§ **What needs to be done**: Any pictures in the records below should be skipped; write out everything else exactly.

----

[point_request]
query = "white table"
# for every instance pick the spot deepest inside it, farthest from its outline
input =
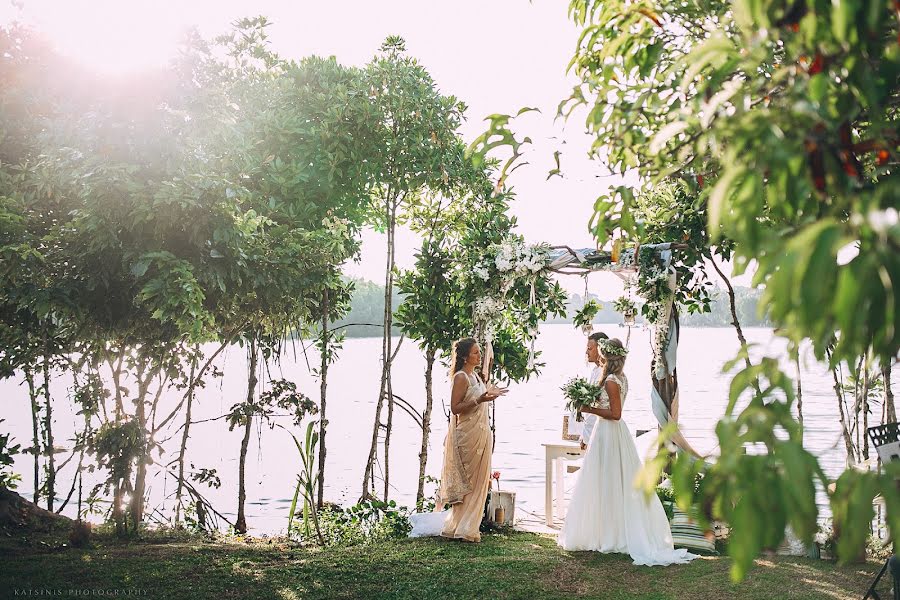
(555, 454)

----

§ **Finished task**:
[point_request]
query = "white table"
# for every instance pick the spot deepest inside it, farthest from its outline
input =
(555, 454)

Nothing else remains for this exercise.